> Instrucciones: Según el texto sobre las tradiciones funerarias, ¿gracias a qué se han enriquecido las tradiciones funerarias milenarias? Explica también qué surgió cuando los pueblos adoptaron lo incorporado.

> Texto del ejercicio:
*-*-*
La fe se prueba únicamente
en tiempos de adversidad
Ovidio

 

Plagas y epidemias han acechado a la humanidad a lo largo de su historia, y en todas ellas los mortales resultados han afianzado tradiciones funerarias milenarias que gracias a migraciones y conquistas se han enriquecido con otras formulas y protocolos que, adoptados por los pueblos, han dado origen a expresiones irrepetibles de la fe en vidas mejores.

La pluriculturalidad mexicana aporta al mundo coloridos y profundos ritos y ceremonias de Muertos, todos patentizan nuestra creatividad y nuestra profunda y singular concepción ante la muerte, pérdida celebrada con una vitalidad insospechada que a través de flores, cantos, rezos y ceras se funden y confunden en rituales familiares que enlazan clanes ancestrales a través de la fiesta y la gastronomía.
*-*-*
Registros de un conjunto de datos
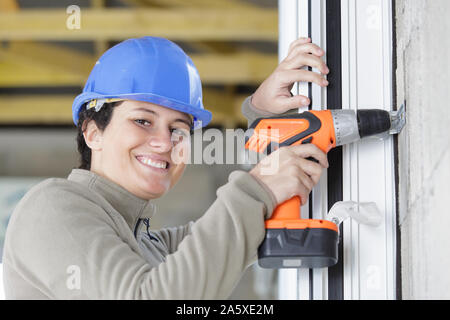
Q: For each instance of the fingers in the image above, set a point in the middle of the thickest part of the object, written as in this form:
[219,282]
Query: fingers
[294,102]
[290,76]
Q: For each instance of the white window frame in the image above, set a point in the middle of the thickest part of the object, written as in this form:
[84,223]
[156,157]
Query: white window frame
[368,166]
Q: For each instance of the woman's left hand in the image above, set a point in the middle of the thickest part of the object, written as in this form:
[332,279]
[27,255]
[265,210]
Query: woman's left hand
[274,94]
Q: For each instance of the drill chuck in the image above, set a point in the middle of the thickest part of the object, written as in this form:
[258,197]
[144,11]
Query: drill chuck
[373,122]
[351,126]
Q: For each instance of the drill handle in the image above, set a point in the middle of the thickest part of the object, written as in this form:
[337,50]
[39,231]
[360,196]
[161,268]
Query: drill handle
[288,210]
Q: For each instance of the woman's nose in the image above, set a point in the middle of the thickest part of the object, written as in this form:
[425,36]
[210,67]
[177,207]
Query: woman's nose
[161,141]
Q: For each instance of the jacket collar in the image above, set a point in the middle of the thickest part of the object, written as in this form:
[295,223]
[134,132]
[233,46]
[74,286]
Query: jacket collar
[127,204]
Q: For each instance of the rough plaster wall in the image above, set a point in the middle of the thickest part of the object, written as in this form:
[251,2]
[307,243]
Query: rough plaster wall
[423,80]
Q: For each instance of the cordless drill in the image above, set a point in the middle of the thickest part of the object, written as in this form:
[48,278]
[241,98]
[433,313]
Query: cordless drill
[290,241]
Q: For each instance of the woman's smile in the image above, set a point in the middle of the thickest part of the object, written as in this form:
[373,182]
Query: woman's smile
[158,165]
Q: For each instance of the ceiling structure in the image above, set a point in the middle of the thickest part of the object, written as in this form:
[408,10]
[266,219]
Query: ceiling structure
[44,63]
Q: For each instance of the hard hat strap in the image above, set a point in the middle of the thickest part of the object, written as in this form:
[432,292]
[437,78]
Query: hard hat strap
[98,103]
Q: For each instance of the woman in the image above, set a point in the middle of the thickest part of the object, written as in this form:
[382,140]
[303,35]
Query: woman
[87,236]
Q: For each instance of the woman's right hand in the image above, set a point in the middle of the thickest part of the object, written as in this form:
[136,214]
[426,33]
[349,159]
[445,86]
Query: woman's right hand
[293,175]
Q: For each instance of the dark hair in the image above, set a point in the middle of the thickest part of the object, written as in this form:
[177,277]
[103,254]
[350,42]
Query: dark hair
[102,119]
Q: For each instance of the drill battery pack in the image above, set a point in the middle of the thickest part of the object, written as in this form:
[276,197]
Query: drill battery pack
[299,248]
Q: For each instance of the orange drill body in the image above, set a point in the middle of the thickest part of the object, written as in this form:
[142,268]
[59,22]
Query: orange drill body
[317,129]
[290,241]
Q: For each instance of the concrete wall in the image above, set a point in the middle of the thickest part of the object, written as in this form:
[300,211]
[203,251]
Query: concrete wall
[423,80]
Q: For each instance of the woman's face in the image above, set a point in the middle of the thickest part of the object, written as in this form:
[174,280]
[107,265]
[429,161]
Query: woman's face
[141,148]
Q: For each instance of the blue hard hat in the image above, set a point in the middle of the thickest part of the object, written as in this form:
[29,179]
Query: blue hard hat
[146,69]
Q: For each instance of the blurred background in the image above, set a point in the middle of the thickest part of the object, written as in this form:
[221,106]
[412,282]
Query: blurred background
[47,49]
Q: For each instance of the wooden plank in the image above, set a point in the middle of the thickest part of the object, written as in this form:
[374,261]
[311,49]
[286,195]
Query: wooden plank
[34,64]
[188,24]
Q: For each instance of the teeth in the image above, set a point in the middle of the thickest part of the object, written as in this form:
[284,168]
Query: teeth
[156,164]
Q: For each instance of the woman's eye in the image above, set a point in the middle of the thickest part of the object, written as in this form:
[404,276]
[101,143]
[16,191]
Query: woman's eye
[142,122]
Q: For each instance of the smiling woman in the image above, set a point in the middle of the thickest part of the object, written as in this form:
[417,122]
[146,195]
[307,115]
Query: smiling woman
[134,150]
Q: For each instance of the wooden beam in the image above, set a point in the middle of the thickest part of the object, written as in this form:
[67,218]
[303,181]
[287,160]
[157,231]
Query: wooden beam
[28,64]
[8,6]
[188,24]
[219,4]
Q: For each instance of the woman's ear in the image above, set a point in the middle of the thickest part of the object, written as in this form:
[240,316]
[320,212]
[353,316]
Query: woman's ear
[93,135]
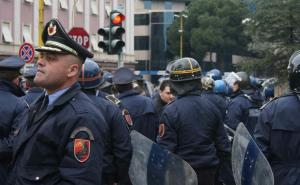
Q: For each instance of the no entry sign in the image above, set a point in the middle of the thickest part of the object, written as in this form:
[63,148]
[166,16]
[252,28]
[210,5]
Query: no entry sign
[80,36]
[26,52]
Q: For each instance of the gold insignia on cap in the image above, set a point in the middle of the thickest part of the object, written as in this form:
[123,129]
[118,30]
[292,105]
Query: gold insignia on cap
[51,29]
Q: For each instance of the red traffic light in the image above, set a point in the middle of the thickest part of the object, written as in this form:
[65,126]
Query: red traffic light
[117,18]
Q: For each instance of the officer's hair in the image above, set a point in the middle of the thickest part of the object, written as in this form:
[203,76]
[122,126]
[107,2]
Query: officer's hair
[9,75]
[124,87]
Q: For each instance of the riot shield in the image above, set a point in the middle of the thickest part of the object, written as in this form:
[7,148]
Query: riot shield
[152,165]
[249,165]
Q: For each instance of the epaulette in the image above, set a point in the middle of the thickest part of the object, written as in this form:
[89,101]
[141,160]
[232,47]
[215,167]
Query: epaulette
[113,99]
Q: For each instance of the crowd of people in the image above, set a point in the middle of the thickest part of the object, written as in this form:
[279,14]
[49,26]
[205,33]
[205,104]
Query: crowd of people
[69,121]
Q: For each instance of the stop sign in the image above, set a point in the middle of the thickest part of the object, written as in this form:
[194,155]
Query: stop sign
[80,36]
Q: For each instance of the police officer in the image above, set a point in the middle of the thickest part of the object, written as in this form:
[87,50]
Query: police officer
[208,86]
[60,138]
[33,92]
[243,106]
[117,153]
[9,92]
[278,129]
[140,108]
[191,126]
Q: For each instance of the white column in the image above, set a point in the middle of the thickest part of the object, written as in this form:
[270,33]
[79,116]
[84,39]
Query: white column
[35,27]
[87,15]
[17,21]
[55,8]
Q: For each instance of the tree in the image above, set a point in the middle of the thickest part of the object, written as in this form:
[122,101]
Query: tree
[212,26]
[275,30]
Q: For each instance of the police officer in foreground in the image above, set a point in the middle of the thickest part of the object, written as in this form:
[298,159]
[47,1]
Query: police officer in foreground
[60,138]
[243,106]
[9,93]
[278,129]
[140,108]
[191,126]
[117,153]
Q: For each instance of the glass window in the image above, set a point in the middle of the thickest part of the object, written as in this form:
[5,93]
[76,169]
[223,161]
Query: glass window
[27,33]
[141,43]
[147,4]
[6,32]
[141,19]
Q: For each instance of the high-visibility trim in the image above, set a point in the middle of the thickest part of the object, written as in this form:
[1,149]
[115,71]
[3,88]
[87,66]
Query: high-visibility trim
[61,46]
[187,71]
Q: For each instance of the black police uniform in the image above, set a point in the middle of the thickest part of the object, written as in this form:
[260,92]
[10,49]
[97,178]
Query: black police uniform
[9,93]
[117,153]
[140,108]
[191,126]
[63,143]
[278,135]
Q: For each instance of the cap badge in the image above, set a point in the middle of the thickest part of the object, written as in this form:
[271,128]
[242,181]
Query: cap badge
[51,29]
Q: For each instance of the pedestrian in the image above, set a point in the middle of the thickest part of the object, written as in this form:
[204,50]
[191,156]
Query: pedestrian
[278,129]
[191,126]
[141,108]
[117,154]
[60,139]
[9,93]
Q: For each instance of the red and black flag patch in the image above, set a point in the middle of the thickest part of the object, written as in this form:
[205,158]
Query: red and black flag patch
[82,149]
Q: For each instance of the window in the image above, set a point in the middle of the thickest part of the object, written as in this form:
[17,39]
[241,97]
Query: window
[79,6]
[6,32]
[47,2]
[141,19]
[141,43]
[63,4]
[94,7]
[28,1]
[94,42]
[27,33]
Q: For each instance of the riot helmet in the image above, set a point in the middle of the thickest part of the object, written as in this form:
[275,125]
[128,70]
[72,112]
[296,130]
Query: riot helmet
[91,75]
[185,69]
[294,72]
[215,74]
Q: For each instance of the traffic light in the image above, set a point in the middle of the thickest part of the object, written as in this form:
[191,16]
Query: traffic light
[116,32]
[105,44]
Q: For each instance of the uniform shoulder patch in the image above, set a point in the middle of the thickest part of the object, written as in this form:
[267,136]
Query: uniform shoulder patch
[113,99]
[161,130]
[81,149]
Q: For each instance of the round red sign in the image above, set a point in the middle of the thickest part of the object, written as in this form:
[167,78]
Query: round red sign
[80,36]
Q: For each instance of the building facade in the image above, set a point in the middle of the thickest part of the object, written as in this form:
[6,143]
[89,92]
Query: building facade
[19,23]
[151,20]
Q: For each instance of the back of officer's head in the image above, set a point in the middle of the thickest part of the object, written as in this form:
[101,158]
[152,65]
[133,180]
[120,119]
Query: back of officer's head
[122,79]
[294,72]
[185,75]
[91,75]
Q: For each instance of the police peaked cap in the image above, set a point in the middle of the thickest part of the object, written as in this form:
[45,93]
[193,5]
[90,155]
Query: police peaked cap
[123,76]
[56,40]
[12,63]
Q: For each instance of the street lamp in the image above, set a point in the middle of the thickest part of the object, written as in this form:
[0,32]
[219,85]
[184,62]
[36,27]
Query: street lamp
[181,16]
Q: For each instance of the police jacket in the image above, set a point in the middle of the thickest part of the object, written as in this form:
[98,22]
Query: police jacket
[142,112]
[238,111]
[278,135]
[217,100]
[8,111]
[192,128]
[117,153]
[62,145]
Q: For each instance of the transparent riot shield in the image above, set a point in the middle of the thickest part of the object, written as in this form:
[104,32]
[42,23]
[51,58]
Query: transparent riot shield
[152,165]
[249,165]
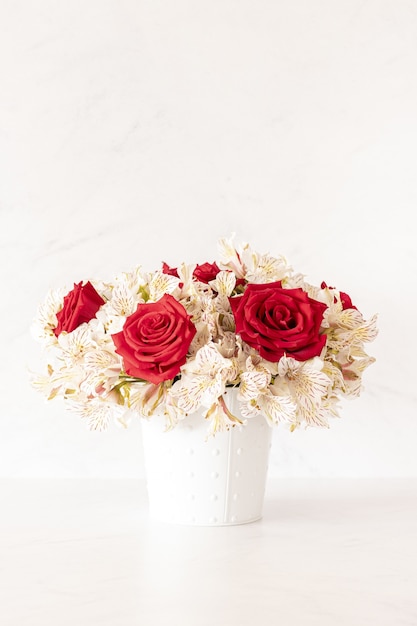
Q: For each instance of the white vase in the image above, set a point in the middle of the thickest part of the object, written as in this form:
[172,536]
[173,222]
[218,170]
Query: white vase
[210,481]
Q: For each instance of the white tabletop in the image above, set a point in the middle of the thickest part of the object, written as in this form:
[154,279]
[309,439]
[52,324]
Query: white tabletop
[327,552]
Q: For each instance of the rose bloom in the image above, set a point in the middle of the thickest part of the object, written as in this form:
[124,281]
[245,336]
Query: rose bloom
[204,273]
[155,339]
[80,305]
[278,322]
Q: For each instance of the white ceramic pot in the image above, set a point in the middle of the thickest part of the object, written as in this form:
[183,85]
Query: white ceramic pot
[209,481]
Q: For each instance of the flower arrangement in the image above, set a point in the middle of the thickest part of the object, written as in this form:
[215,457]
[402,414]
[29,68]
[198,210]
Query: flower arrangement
*-*-*
> Solución de la tarea: Las tradiciones funerarias milenarias se han enriquecido con otros protocolos gracias a migraciones y conquistas. Al ser adoptados por los pueblos, esos aportes dieron origen a expresiones irrepetibles de la fe en vidas mejores.